Rewrite the data from its start through the line containing "MULTIPOLYGON (((11 105, 8", that line included, as a Markdown table with the columns Row and Line: one numbered row per line. Skip blank lines, leave out the pictures, and include no other lines.
##############################
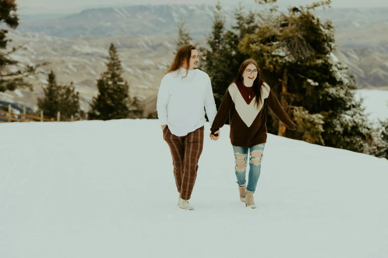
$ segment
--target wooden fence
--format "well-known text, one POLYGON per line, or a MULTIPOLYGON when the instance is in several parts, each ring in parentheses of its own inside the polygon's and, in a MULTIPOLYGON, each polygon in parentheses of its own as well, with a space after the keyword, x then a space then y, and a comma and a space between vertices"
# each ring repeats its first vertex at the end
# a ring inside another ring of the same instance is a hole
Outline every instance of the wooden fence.
MULTIPOLYGON (((11 105, 8 106, 8 111, 0 110, 0 119, 7 120, 8 122, 12 121, 17 122, 33 122, 35 121, 40 122, 59 122, 60 121, 60 112, 58 112, 56 114, 56 120, 45 118, 43 116, 43 111, 41 111, 41 116, 27 115, 26 113, 26 107, 23 108, 23 114, 16 114, 11 112, 11 105)), ((71 122, 74 121, 74 116, 72 115, 70 119, 71 122)), ((0 121, 0 123, 7 121, 0 121)))

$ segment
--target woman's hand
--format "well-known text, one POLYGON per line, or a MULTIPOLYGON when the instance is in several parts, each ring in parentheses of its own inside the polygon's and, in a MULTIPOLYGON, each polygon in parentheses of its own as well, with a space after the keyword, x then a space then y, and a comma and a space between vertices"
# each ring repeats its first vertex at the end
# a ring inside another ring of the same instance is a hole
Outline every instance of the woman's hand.
POLYGON ((210 133, 210 139, 214 140, 214 141, 217 141, 219 139, 220 139, 220 130, 218 130, 216 132, 215 132, 214 133, 215 134, 218 134, 218 136, 214 135, 212 134, 212 133, 210 133))

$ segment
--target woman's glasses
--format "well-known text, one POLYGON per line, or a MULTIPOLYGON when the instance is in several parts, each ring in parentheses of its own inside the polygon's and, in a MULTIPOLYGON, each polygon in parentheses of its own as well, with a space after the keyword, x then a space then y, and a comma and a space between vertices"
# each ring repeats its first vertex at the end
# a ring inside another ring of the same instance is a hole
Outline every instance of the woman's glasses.
POLYGON ((247 69, 245 71, 247 71, 247 73, 248 74, 252 74, 252 72, 253 72, 253 74, 257 74, 257 70, 254 70, 253 71, 251 69, 247 69))

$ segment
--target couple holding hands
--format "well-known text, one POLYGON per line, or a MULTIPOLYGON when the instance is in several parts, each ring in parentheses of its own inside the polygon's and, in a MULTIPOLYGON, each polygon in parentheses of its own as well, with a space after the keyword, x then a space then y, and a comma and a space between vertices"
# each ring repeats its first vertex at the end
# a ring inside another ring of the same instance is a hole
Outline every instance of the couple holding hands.
POLYGON ((179 193, 178 206, 182 209, 194 210, 189 200, 203 148, 206 110, 212 125, 210 138, 214 140, 219 138, 220 129, 229 114, 240 200, 246 207, 255 209, 253 193, 260 175, 267 141, 267 106, 288 129, 295 130, 296 127, 274 92, 260 78, 255 60, 248 59, 241 64, 236 77, 226 90, 218 111, 210 78, 198 69, 199 63, 198 52, 194 46, 181 46, 162 80, 158 94, 158 117, 163 138, 172 157, 179 193))

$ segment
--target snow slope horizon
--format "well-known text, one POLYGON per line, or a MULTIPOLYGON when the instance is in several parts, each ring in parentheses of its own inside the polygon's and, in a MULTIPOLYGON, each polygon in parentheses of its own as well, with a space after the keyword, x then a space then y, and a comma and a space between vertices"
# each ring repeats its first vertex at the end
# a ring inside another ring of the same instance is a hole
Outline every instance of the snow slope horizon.
POLYGON ((362 106, 371 122, 388 119, 388 90, 357 89, 355 97, 364 99, 362 106))
POLYGON ((225 126, 205 134, 190 212, 156 120, 0 131, 1 258, 388 257, 385 159, 269 134, 253 210, 225 126))

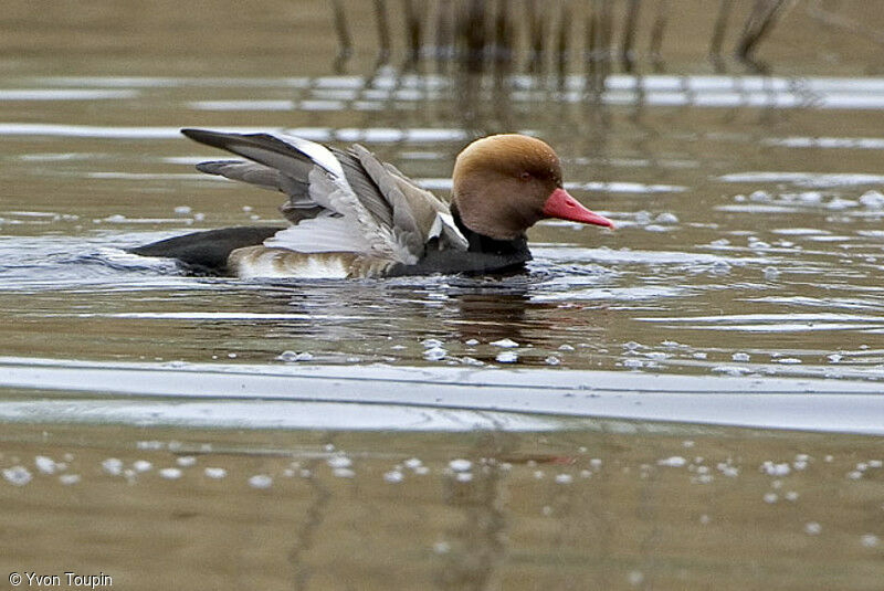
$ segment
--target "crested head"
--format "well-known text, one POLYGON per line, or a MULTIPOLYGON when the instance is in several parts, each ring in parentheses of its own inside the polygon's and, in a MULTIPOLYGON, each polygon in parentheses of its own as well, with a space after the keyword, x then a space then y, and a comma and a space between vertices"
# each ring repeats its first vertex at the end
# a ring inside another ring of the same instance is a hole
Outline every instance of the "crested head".
POLYGON ((452 200, 470 230, 513 240, 545 218, 547 199, 561 188, 561 163, 545 141, 503 134, 464 148, 452 180, 452 200))

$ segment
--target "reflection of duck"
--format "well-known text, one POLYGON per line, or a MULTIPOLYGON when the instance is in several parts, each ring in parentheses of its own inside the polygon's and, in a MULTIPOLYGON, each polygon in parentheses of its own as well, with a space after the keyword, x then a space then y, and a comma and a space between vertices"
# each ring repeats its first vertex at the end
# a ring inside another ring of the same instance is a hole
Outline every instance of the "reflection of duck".
POLYGON ((199 170, 288 197, 293 225, 198 232, 133 249, 240 277, 368 277, 494 273, 532 255, 525 231, 544 218, 613 228, 561 187, 552 149, 519 135, 488 136, 454 165, 451 205, 364 147, 348 150, 283 134, 185 129, 250 161, 199 170))

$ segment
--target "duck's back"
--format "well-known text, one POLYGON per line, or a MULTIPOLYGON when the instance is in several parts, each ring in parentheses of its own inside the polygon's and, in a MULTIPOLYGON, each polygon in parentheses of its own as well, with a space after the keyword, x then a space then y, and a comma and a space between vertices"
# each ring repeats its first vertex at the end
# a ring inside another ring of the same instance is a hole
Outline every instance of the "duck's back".
POLYGON ((183 133, 250 160, 198 169, 287 197, 281 210, 293 225, 232 250, 235 275, 386 275, 431 252, 467 250, 446 203, 359 145, 338 150, 282 134, 183 133))

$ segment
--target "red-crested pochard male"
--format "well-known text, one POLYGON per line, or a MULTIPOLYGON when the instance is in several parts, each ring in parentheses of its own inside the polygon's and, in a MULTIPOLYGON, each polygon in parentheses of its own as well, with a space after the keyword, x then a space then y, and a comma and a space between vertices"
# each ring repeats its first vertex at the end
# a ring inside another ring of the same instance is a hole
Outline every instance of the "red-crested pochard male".
POLYGON ((613 228, 568 194, 556 152, 528 136, 470 144, 454 163, 449 204, 359 145, 341 150, 278 133, 181 133, 246 158, 197 168, 283 192, 280 210, 291 222, 197 232, 130 250, 196 271, 313 278, 502 273, 532 260, 525 231, 539 220, 613 228))

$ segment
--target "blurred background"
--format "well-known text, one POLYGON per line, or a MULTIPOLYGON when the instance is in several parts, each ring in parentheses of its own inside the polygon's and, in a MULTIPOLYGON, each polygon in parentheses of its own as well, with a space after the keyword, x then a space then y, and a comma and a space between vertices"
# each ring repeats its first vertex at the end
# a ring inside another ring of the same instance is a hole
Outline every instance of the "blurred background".
POLYGON ((0 136, 8 572, 881 588, 884 4, 6 0, 0 136), (124 249, 282 196, 181 127, 358 141, 441 196, 533 134, 618 230, 538 224, 506 278, 187 276, 124 249))

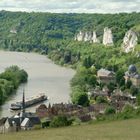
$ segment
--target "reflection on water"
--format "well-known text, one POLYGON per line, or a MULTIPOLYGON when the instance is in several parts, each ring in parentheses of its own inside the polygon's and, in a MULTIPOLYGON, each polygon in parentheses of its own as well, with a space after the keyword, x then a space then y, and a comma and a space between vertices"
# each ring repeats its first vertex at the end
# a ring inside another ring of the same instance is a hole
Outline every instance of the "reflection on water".
MULTIPOLYGON (((25 89, 26 98, 36 96, 39 93, 46 93, 49 97, 49 101, 44 102, 46 104, 69 101, 69 81, 75 73, 72 69, 62 68, 46 56, 34 53, 0 51, 0 72, 11 65, 18 65, 25 69, 29 79, 28 83, 22 84, 0 108, 0 117, 14 113, 9 110, 9 106, 11 103, 22 99, 23 89, 25 89)), ((33 106, 27 110, 35 111, 36 107, 33 106)))

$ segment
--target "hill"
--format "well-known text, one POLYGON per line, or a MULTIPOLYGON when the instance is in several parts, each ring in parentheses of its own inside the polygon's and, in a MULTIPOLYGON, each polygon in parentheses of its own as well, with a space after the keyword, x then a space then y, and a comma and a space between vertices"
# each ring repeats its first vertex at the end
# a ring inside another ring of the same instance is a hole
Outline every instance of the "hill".
POLYGON ((3 140, 139 140, 139 119, 0 135, 3 140))

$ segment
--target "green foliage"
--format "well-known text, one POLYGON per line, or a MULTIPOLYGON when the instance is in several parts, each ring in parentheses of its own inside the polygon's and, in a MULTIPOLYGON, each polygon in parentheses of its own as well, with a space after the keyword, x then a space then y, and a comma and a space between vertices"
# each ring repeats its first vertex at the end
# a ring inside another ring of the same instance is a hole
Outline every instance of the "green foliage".
POLYGON ((96 98, 96 102, 97 103, 107 103, 107 98, 106 97, 103 97, 103 96, 98 96, 97 98, 96 98))
POLYGON ((133 96, 136 96, 136 95, 138 95, 139 90, 138 90, 137 87, 131 86, 131 88, 130 88, 130 93, 131 93, 133 96))
POLYGON ((68 120, 66 116, 56 116, 50 123, 51 127, 69 126, 72 124, 71 120, 68 120))
POLYGON ((89 105, 88 95, 81 90, 80 86, 73 87, 71 93, 71 100, 74 104, 77 105, 82 105, 82 106, 89 105))
POLYGON ((116 110, 114 107, 112 106, 108 106, 105 110, 105 114, 106 115, 111 115, 111 114, 115 114, 116 113, 116 110))
POLYGON ((136 102, 137 105, 140 106, 140 93, 137 95, 136 102))

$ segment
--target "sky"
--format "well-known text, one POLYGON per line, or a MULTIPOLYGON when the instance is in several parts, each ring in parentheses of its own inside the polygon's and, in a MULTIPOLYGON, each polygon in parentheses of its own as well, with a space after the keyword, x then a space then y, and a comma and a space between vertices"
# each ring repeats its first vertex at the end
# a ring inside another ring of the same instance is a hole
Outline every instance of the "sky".
POLYGON ((140 12, 140 0, 0 0, 0 10, 52 13, 140 12))

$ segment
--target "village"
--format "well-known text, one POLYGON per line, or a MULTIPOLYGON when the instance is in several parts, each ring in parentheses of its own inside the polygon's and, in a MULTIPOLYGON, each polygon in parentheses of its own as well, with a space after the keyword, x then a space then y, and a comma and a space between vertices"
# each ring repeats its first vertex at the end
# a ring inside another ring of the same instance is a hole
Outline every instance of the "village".
MULTIPOLYGON (((99 83, 116 82, 115 73, 103 68, 97 71, 97 77, 99 83)), ((134 65, 129 66, 124 78, 125 82, 130 80, 133 86, 137 89, 140 88, 140 74, 134 65)), ((26 112, 23 107, 20 113, 0 119, 0 133, 32 130, 38 126, 40 128, 49 127, 55 116, 66 116, 68 119, 77 118, 80 122, 87 122, 103 115, 108 106, 112 106, 116 113, 121 112, 126 104, 137 107, 136 96, 123 92, 120 88, 116 88, 110 93, 107 86, 102 89, 95 87, 90 89, 87 94, 89 100, 92 101, 87 107, 72 103, 49 104, 48 106, 41 104, 34 113, 26 112)))

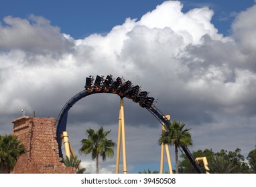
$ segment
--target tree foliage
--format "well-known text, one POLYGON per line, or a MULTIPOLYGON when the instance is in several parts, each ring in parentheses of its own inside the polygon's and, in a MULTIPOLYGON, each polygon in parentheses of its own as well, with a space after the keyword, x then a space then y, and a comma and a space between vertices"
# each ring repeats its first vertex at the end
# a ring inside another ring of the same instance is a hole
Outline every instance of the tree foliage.
POLYGON ((24 146, 17 138, 13 135, 0 135, 0 173, 9 173, 18 157, 25 152, 24 146))
POLYGON ((75 168, 76 174, 83 174, 86 170, 84 168, 82 168, 80 170, 78 169, 78 166, 81 163, 81 160, 78 160, 76 156, 74 158, 73 158, 72 156, 70 156, 70 158, 66 156, 66 159, 64 159, 63 161, 66 166, 75 168))
POLYGON ((176 174, 179 172, 178 148, 180 146, 192 146, 193 144, 191 134, 189 132, 190 129, 184 127, 184 124, 174 120, 170 125, 165 125, 165 131, 158 140, 159 145, 164 144, 174 146, 176 174))
POLYGON ((97 131, 89 128, 86 131, 88 138, 81 140, 82 146, 79 150, 80 154, 85 155, 91 154, 92 160, 96 159, 97 173, 99 174, 99 157, 105 161, 107 157, 112 158, 114 156, 113 148, 116 144, 112 140, 107 138, 111 130, 104 132, 103 127, 101 127, 97 131))
POLYGON ((248 160, 252 172, 256 173, 256 146, 254 150, 249 153, 247 159, 248 160))

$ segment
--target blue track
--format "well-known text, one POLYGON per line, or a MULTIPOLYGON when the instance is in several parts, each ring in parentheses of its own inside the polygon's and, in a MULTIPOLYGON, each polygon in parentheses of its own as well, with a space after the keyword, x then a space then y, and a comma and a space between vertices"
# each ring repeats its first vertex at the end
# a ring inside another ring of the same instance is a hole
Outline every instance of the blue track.
MULTIPOLYGON (((103 85, 93 85, 89 87, 86 87, 84 90, 81 91, 80 92, 78 93, 76 95, 75 95, 74 97, 72 97, 69 101, 64 105, 64 106, 62 108, 62 110, 60 111, 60 113, 58 116, 58 118, 57 119, 56 122, 56 126, 57 126, 57 142, 58 142, 58 146, 59 149, 59 156, 60 157, 62 157, 62 151, 61 149, 61 134, 64 131, 66 131, 66 124, 67 124, 67 120, 68 120, 68 113, 70 109, 80 100, 82 98, 86 97, 90 95, 95 94, 100 94, 100 93, 109 93, 109 94, 113 94, 119 95, 121 98, 127 98, 129 99, 129 97, 127 96, 125 96, 125 94, 123 94, 121 91, 120 89, 118 89, 117 90, 115 89, 106 89, 106 87, 103 85)), ((150 107, 145 108, 148 111, 149 111, 152 115, 155 116, 155 118, 162 124, 164 123, 164 126, 168 126, 170 125, 170 122, 169 120, 166 120, 164 116, 164 115, 157 108, 155 108, 154 106, 151 106, 150 107)), ((193 156, 192 156, 190 152, 186 146, 182 146, 181 147, 187 156, 188 158, 190 161, 191 164, 193 165, 194 168, 196 170, 198 173, 202 174, 203 172, 202 169, 200 168, 199 165, 196 162, 195 160, 194 159, 193 156)))

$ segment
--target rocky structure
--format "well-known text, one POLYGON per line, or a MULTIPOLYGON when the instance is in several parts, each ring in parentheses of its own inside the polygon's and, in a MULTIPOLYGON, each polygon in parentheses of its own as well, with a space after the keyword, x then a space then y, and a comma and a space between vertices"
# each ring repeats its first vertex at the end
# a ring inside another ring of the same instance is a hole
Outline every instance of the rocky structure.
POLYGON ((25 146, 12 174, 72 174, 58 155, 55 118, 23 116, 14 120, 13 134, 25 146))

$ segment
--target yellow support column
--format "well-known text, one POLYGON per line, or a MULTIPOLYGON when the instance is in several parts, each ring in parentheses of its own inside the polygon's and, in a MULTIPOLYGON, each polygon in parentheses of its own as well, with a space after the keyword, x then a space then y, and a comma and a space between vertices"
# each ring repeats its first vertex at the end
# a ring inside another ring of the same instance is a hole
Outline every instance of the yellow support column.
POLYGON ((206 157, 199 157, 196 158, 196 162, 197 164, 200 163, 203 163, 204 169, 205 169, 205 172, 206 174, 210 174, 210 168, 209 168, 209 165, 208 164, 207 162, 207 158, 206 157))
POLYGON ((171 157, 170 156, 168 145, 167 145, 167 144, 166 144, 166 152, 167 162, 168 163, 169 172, 171 174, 172 174, 172 167, 171 157))
POLYGON ((121 107, 119 109, 119 119, 118 123, 118 135, 117 135, 117 161, 115 163, 115 173, 119 173, 119 162, 120 162, 120 147, 121 147, 121 107))
POLYGON ((121 110, 121 121, 123 173, 127 174, 127 170, 126 168, 125 112, 124 112, 124 109, 123 109, 123 99, 121 99, 121 100, 120 100, 120 110, 121 110))
MULTIPOLYGON (((74 154, 74 151, 73 151, 73 149, 71 146, 71 144, 70 143, 69 144, 69 148, 70 150, 70 152, 71 152, 71 154, 72 154, 72 156, 73 157, 73 159, 74 160, 74 158, 76 158, 76 154, 74 154)), ((78 166, 77 166, 77 168, 78 168, 78 170, 81 170, 81 166, 80 166, 80 164, 78 164, 78 166)))
POLYGON ((68 159, 70 159, 70 150, 69 148, 70 146, 69 146, 69 142, 68 142, 68 132, 66 132, 66 131, 62 132, 62 138, 63 138, 63 140, 64 140, 66 156, 68 158, 68 159))
MULTIPOLYGON (((163 127, 164 128, 164 127, 163 127)), ((161 145, 161 160, 160 160, 160 174, 164 173, 164 144, 161 145)))
MULTIPOLYGON (((167 115, 164 116, 164 118, 168 120, 170 120, 171 119, 171 116, 170 115, 167 115)), ((164 133, 165 131, 164 125, 164 124, 163 123, 163 126, 162 126, 162 133, 164 133)), ((161 145, 161 158, 160 158, 159 173, 160 174, 164 173, 164 147, 166 148, 166 158, 167 158, 167 162, 168 164, 168 167, 169 167, 169 172, 170 174, 172 174, 172 162, 171 162, 171 157, 170 156, 168 145, 164 145, 164 144, 162 144, 161 145)))

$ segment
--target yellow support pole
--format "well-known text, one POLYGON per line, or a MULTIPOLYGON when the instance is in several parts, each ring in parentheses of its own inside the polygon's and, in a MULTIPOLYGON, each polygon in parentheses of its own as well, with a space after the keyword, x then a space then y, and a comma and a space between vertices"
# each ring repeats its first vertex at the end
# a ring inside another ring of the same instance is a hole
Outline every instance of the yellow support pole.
##############################
**Written answer:**
| Row | Line |
|---|---|
| 1 | $ segment |
| 2 | --target wooden fence |
| 3 | --format "well-known text, one POLYGON per line, or a MULTIPOLYGON when the instance is in several parts, each ring in parentheses of its own inside the polygon's and, in a MULTIPOLYGON, each polygon in parentheses of its own as well, with a space after the keyword, x then a space then y, and a comma and a space between vertices" |
| 4 | # each ring repeats its first vertex at the end |
| 5 | # a ring inside another ring of the same instance is a hole |
| 6 | Outline every instance of the wooden fence. |
| 7 | MULTIPOLYGON (((11 105, 8 106, 8 111, 0 110, 0 119, 7 120, 8 122, 12 121, 17 122, 33 122, 35 121, 40 122, 59 122, 60 121, 60 112, 58 112, 56 114, 56 120, 45 118, 43 116, 43 111, 41 111, 41 116, 27 115, 26 113, 26 107, 23 108, 23 114, 16 114, 11 112, 11 105)), ((71 122, 74 121, 74 116, 72 115, 70 119, 71 122)), ((0 121, 0 123, 7 121, 0 121))) |